**GOAL OF THE EXERCISE:** From the line containing "Can you find the tree?" through the last line of the material, copy every line exactly, both ends inclusive; do not copy pictures.

**DATA SECTION:**
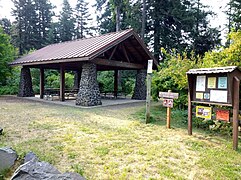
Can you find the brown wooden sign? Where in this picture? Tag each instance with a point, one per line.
(169, 95)
(168, 103)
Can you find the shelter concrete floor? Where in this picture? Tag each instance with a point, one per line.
(106, 102)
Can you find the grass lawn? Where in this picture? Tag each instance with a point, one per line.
(116, 143)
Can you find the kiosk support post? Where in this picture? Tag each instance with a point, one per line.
(236, 83)
(169, 115)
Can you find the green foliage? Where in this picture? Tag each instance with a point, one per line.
(171, 73)
(66, 20)
(82, 18)
(53, 79)
(7, 54)
(229, 56)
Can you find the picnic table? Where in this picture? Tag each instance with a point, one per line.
(51, 93)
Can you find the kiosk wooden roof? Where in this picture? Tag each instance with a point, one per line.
(118, 50)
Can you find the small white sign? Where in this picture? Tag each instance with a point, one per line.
(218, 96)
(149, 67)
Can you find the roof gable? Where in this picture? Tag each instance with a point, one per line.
(79, 50)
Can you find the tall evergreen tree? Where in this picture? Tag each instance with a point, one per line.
(26, 21)
(66, 22)
(32, 23)
(44, 11)
(105, 21)
(6, 25)
(53, 33)
(234, 14)
(82, 19)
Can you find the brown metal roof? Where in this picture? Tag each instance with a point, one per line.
(79, 50)
(226, 69)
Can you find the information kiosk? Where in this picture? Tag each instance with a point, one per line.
(214, 86)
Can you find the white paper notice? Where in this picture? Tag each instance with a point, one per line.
(218, 96)
(200, 83)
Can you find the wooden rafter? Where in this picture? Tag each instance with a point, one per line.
(125, 53)
(106, 62)
(113, 52)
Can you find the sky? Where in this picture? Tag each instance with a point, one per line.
(217, 6)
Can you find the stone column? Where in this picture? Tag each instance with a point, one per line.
(89, 93)
(25, 84)
(77, 76)
(140, 86)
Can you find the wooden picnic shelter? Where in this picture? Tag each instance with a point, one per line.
(123, 50)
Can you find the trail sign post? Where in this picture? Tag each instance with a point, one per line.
(148, 90)
(168, 102)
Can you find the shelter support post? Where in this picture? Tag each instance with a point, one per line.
(77, 76)
(140, 85)
(89, 93)
(25, 84)
(236, 84)
(190, 94)
(115, 83)
(62, 83)
(148, 98)
(41, 83)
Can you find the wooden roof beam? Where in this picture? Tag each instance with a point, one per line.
(113, 52)
(106, 62)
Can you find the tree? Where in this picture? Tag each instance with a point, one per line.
(66, 22)
(180, 25)
(7, 54)
(105, 21)
(82, 18)
(6, 25)
(32, 23)
(53, 33)
(143, 24)
(44, 12)
(234, 14)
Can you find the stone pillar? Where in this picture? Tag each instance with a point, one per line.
(25, 84)
(140, 86)
(77, 76)
(89, 93)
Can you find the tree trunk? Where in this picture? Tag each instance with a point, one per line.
(143, 25)
(117, 18)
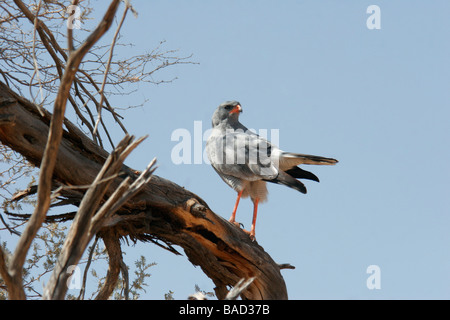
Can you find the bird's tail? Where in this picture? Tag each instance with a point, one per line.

**RESPONSE TO THIS TASK:**
Can you find the tree? Where in this picture? Tag each instance with a point, one per line.
(66, 22)
(180, 25)
(7, 54)
(105, 21)
(82, 18)
(6, 25)
(32, 23)
(53, 33)
(143, 24)
(44, 12)
(234, 14)
Can you find the stone pillar? Where in this picture? Tag each instance with a point, one per line.
(25, 84)
(140, 86)
(77, 76)
(89, 93)
Can you find the tree trunk? Where in this picture? Tag each instance with a point, one per line.
(143, 25)
(117, 18)
Can you find the bird's tail? Where in this picture? Tag each instance with a point, one per line.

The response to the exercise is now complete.